--- BEGIN Exercise data ---
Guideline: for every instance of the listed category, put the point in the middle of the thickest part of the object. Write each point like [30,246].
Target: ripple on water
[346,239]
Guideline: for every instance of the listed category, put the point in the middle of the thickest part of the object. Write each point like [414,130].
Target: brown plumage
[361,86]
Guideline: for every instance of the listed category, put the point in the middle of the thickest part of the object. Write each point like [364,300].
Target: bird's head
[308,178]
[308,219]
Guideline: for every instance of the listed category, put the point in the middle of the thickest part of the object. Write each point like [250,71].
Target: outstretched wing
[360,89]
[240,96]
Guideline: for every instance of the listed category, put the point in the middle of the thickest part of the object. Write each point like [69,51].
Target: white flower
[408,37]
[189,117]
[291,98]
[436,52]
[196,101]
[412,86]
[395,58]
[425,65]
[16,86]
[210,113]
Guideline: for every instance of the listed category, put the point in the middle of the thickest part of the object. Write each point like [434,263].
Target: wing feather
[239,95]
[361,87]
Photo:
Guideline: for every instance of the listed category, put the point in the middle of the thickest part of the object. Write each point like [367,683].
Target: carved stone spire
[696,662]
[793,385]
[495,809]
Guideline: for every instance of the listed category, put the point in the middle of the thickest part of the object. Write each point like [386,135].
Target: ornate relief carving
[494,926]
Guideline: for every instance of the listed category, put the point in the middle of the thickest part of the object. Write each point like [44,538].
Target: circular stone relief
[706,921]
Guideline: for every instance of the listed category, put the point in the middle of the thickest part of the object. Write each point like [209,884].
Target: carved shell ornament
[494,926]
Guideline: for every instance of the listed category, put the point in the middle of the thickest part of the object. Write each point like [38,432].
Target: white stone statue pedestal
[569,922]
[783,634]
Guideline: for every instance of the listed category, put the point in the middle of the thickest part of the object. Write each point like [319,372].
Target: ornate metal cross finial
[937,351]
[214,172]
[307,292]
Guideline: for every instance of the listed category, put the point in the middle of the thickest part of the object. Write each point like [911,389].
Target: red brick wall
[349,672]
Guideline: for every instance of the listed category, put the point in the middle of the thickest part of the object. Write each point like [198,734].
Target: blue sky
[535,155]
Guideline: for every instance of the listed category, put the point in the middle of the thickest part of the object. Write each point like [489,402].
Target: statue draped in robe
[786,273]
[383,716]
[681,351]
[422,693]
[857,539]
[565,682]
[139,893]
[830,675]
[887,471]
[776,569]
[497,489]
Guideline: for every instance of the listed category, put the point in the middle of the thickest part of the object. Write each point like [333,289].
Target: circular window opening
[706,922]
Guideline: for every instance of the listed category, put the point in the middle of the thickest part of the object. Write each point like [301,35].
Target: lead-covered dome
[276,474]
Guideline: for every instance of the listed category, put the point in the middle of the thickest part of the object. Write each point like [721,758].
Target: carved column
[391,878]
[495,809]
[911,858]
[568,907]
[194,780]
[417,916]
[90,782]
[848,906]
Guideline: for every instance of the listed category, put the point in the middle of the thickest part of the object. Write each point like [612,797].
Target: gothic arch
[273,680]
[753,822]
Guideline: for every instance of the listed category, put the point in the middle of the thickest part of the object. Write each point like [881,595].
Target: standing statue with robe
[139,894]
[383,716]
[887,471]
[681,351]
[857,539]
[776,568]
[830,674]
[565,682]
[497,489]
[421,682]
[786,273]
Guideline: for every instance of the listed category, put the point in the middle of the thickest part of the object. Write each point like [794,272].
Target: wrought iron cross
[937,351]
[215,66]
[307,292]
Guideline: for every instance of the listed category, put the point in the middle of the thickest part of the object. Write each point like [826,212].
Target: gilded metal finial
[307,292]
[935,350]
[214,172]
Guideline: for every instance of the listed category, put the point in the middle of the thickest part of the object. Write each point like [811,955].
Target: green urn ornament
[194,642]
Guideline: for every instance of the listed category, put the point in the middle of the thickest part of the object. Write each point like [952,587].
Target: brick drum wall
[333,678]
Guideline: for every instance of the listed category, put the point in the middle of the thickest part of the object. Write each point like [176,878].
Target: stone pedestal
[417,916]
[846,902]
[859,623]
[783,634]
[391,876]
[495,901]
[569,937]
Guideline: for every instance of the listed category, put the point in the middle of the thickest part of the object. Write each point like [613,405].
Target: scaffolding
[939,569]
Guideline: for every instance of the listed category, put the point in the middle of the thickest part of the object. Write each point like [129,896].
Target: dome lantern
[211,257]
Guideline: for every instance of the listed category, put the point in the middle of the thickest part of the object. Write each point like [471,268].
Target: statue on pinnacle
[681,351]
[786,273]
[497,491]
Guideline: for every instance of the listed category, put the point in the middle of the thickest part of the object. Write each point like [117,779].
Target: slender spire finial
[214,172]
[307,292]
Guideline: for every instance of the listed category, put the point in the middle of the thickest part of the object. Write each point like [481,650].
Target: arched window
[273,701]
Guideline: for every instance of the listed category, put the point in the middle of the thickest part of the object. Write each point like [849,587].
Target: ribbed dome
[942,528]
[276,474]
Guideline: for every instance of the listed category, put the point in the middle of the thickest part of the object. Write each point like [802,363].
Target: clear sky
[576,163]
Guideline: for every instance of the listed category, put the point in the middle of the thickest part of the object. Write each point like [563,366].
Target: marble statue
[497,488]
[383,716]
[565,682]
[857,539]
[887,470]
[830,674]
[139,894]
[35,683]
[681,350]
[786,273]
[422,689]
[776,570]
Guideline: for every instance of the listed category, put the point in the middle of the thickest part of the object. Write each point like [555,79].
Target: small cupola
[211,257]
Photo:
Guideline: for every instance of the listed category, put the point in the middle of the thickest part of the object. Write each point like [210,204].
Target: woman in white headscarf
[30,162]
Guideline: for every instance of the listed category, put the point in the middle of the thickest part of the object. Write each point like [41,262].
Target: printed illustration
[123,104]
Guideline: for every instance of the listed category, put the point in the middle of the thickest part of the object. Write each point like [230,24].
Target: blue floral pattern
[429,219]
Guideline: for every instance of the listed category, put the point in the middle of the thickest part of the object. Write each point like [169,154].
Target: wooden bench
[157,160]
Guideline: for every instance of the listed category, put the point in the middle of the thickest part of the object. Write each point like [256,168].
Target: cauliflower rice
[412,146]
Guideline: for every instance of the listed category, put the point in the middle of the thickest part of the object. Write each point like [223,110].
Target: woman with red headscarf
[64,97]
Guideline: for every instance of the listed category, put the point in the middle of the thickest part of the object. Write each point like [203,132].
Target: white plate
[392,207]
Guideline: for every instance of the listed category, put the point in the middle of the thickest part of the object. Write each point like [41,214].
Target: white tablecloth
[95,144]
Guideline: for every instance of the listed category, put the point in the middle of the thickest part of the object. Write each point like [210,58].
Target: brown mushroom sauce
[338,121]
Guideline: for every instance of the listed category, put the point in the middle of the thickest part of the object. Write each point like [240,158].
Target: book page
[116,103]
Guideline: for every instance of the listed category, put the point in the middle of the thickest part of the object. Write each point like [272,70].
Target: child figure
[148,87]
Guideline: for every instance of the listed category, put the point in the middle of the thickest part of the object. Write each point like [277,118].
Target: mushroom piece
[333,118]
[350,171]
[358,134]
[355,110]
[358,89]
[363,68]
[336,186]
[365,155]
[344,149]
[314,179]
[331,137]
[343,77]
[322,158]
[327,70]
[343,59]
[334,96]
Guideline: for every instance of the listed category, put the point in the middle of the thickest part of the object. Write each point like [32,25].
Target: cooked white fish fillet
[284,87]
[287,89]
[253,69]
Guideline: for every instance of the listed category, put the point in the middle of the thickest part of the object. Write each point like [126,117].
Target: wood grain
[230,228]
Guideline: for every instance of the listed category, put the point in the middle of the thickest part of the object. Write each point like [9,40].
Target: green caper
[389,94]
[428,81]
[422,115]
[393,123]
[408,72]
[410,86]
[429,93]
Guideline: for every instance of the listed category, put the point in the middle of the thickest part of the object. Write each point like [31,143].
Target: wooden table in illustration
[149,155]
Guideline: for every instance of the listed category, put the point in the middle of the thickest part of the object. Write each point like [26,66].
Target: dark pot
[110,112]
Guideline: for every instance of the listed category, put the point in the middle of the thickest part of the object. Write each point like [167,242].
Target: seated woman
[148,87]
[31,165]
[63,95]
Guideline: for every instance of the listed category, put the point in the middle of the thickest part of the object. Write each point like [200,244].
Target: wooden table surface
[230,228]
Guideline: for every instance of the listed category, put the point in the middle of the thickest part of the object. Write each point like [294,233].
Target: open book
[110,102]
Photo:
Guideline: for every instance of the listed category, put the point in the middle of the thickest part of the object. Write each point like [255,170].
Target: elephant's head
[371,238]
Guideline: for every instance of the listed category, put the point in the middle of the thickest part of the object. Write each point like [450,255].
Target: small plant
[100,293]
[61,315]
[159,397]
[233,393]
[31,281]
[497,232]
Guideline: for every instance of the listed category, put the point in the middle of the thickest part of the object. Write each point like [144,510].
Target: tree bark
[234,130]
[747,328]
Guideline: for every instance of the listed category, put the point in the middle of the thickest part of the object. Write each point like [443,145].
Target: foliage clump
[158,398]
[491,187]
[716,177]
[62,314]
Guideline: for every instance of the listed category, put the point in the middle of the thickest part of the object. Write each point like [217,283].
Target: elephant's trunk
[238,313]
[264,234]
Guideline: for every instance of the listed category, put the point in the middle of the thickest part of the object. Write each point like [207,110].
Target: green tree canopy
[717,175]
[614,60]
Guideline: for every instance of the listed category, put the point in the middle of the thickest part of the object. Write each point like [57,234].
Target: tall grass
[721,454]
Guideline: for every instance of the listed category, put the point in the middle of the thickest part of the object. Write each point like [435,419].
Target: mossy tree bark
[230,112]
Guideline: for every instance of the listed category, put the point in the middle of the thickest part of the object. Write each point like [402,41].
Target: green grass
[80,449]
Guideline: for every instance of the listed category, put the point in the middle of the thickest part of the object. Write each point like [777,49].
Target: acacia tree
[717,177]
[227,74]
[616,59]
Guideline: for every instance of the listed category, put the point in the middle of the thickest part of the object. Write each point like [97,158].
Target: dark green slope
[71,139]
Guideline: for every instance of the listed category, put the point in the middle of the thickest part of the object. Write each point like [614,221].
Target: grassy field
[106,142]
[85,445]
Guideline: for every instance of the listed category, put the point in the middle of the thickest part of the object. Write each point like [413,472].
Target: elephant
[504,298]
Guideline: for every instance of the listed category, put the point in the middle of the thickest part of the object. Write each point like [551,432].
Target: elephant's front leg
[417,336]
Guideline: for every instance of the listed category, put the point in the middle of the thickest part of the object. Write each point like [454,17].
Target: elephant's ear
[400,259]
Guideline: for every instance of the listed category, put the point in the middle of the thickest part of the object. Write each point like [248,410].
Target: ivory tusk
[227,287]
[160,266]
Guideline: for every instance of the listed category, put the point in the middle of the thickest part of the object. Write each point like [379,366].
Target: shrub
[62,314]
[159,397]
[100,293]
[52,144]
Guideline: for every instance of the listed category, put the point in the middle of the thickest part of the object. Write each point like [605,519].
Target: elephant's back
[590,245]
--- END Exercise data ---
■ **Stated task**
Reproduce the rows verbatim, starting with the line that contains "point like [379,366]." and running through the last line of the rows, both included.

■ **Worked answer**
Guideline: for every instance of the listed category, put the point in the middle of the thickest part of the object. Write each point like [379,366].
Target: shrub
[62,314]
[159,397]
[100,293]
[52,144]
Guideline: for every instance of the listed category, put the point in the middle of the thickest part of the object. Write each point like [605,519].
Target: elephant's back
[590,245]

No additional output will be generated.